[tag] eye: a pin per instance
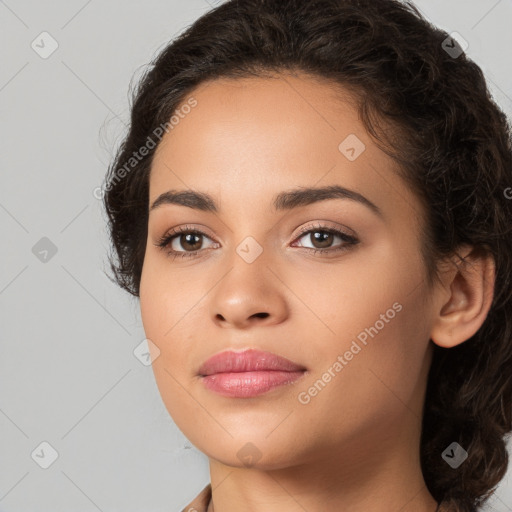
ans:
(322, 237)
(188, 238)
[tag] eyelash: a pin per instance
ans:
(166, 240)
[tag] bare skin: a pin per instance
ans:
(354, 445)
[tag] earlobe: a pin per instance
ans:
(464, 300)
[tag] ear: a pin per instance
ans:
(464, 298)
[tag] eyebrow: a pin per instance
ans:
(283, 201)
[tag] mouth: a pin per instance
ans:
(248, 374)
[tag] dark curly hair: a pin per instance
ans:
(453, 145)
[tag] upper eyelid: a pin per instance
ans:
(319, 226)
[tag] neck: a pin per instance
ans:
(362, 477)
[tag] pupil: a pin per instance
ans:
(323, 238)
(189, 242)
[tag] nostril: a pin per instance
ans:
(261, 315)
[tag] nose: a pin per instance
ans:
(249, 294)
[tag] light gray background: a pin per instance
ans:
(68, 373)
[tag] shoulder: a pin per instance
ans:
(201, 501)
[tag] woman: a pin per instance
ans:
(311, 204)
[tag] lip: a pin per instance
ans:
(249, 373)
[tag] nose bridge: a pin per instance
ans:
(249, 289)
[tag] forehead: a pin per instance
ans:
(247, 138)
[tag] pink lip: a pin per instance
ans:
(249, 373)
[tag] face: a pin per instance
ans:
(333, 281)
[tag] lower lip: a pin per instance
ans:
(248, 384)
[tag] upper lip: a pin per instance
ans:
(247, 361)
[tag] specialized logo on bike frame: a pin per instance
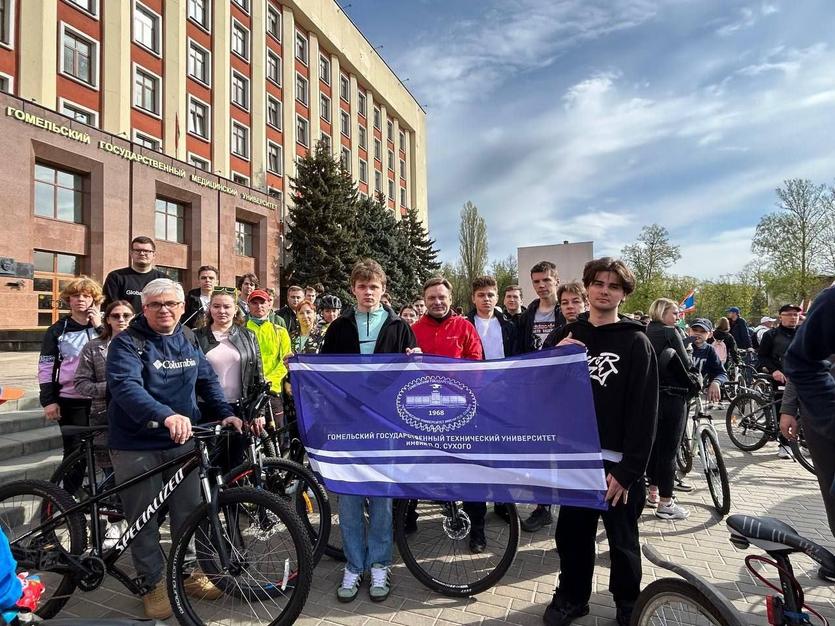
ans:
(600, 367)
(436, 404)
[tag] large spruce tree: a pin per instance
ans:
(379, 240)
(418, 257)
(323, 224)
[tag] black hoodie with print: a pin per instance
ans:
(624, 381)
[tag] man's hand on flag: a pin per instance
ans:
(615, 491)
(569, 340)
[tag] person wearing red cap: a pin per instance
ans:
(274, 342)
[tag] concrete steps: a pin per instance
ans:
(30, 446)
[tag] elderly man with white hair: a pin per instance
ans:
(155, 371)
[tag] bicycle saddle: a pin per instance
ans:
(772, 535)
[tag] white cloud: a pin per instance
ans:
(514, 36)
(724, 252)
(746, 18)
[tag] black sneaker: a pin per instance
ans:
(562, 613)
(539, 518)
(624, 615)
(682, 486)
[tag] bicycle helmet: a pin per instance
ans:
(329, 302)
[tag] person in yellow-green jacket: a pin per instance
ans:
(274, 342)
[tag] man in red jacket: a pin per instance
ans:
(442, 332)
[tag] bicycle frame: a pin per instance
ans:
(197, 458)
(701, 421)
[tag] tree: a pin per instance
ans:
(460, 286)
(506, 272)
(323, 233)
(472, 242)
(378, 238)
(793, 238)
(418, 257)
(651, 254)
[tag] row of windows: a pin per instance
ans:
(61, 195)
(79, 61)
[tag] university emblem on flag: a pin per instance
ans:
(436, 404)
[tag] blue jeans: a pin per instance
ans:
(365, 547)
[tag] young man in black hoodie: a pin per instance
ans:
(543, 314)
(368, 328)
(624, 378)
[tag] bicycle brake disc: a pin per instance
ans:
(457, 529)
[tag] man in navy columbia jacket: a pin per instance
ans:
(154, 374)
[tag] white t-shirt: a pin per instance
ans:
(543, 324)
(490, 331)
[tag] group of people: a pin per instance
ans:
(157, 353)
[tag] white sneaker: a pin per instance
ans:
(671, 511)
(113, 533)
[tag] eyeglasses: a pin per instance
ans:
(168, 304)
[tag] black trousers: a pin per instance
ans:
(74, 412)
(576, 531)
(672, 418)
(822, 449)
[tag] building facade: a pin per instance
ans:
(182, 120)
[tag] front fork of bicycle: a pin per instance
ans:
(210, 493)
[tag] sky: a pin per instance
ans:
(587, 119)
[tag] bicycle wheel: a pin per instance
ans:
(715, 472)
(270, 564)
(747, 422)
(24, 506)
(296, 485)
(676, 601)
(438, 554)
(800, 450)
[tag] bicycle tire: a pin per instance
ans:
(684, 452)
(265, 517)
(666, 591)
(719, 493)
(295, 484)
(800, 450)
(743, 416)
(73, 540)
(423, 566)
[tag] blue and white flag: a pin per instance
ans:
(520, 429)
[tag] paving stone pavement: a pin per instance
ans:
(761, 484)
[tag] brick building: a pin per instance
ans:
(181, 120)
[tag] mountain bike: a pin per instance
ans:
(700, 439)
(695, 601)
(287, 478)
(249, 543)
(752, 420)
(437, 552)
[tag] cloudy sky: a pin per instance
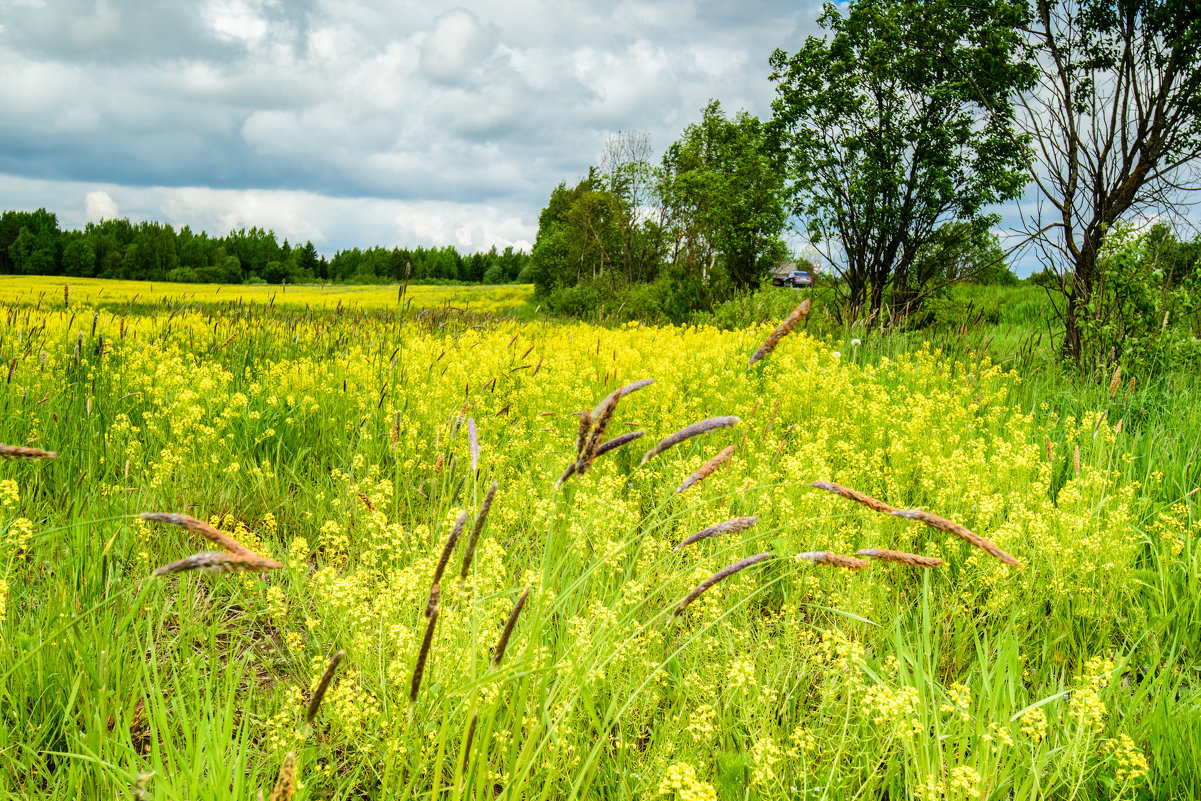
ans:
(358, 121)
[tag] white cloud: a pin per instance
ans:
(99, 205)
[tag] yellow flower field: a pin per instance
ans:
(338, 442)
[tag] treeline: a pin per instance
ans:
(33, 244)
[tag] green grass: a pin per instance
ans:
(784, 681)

* [PROBLEM DETAILS]
Copy the records above exactly. The pictures are not part of the copy.

* [SOLUTION TO THIS EXERCISE]
[tag] eye: a pin per instance
ans:
(322, 237)
(188, 238)
[tag] eyelash: a pin per instance
ans:
(166, 240)
[tag] bare skin: a pin per instance
ans:
(354, 445)
[tag] earlobe: a pin per instance
ans:
(464, 300)
[tag] ear: a pin per instance
ans:
(464, 298)
[tag] eyebrow: a pin per instance
ans:
(283, 201)
[tag] mouth: a pin per instance
ans:
(248, 374)
[tag] dark curly hair: a pin per instance
ans:
(453, 145)
[tag] upper eyelid: a pin per instance
ans:
(319, 226)
[tag] neck: a pin per instance
ans:
(362, 477)
[tag] pupil: a pin per instance
ans:
(323, 238)
(189, 242)
[tag] nostril: a pin per instance
ans:
(261, 315)
[tag] nose: a pin per instance
ans:
(249, 294)
[tag] light gray background: a pin per instance
ans:
(68, 373)
[tag] shoulder: a pin per instance
ans:
(201, 501)
[tag] woman: a pin per instance
ans:
(311, 204)
[tag] lip: a pin per instance
ans:
(249, 373)
[tag] nose bridge: a pin per instance
ans:
(249, 289)
[tag] forehead: a pin per instance
ans:
(247, 138)
[tag] pink lip: a pin per instance
ans:
(249, 373)
[tag] face: a pin per instance
ans:
(333, 281)
[tag] lower lip: a pin per instance
ans:
(248, 384)
[tag] upper lip: a pin per instance
ans:
(247, 361)
[tag] specialized logo on bike frame: a pin per instance
ans:
(600, 367)
(436, 404)
[tag] large spruce tree: a pin per instance
ans:
(379, 240)
(418, 257)
(323, 224)
[tag] black hoodie with print: a pin per instance
ans:
(624, 381)
[tag] man's hand on flag: a pin per instance
ans:
(615, 491)
(569, 340)
[tag] person wearing red cap: a pin per instance
ans:
(274, 342)
[tag] concrete steps: a pin per instance
ans:
(30, 446)
[tag] elderly man with white hair: a pin per instance
ans:
(155, 371)
[tag] bicycle saddle: a pin per instance
ans:
(772, 535)
[tag] white cloud: a pin per instance
ans:
(514, 36)
(724, 252)
(746, 18)
[tag] black sneaker: a pin per instance
ans:
(562, 613)
(539, 518)
(624, 615)
(682, 486)
[tag] bicycle helmet: a pin per instance
ans:
(329, 302)
[tag] person in yellow-green jacket: a pin per instance
ans:
(274, 342)
[tag] man in red jacket: a pin per instance
ans:
(442, 332)
[tag] bicycle frame: a pin per instance
ans:
(197, 458)
(701, 421)
[tag] tree: a pin per instance
ans:
(460, 286)
(506, 272)
(323, 233)
(472, 242)
(378, 238)
(793, 238)
(418, 257)
(651, 254)
[tag] row of windows: a pin per instance
ans:
(61, 195)
(79, 61)
[tag] university emblem on flag: a pin per instance
ans:
(436, 404)
[tag] blue jeans: a pin per instance
ans:
(365, 547)
[tag] young man in black hoodie: a pin per instance
ans:
(543, 314)
(368, 328)
(624, 378)
[tag] bicycle brake disc: a pin per instance
ans:
(457, 529)
[tag] man in navy columbia jacket: a pin per instance
ans:
(154, 374)
[tag] white t-shirt: a pin per instance
ans:
(543, 324)
(490, 331)
[tag] group of people: a pin per instance
ans:
(157, 353)
[tag] white sneaker: a pin per instance
ans:
(671, 511)
(113, 533)
[tag] eyeglasses: a pin per instance
ans:
(168, 304)
[tag] black trousers: a pin per instance
ans:
(74, 412)
(576, 531)
(672, 418)
(822, 449)
[tag] building facade: a pin per instance
ans:
(182, 120)
[tag] front fork of bicycle: a pin per instance
ans:
(210, 493)
[tag] sky: a pin per instance
ans:
(587, 119)
[tag] bicycle wheel: a pin per instance
ans:
(715, 472)
(270, 564)
(747, 422)
(24, 506)
(296, 485)
(676, 601)
(438, 554)
(800, 450)
[tag] bicycle tire: a pin per instance
ans:
(684, 452)
(265, 517)
(666, 591)
(719, 493)
(295, 484)
(800, 450)
(743, 416)
(73, 540)
(423, 566)
[tag] blue and white flag: a pin per instance
ans:
(520, 429)
[tag] paving stone pavement: a pin per instance
ans:
(761, 484)
[tag] brick building: a pin per instance
ans:
(181, 120)
[tag] mountain bike: a pin per instance
ans:
(700, 439)
(695, 601)
(287, 478)
(249, 543)
(752, 420)
(437, 552)
[tag] cloudy sky: a pin per instance
ans:
(358, 121)
[tag] white cloud: a pin per instance
ans:
(99, 205)
[tag] yellow flower field: a pin per instance
ans:
(338, 442)
[tag] treeline: a pin per instance
ans:
(33, 244)
[tag] green grass: a pin per instance
ans:
(784, 681)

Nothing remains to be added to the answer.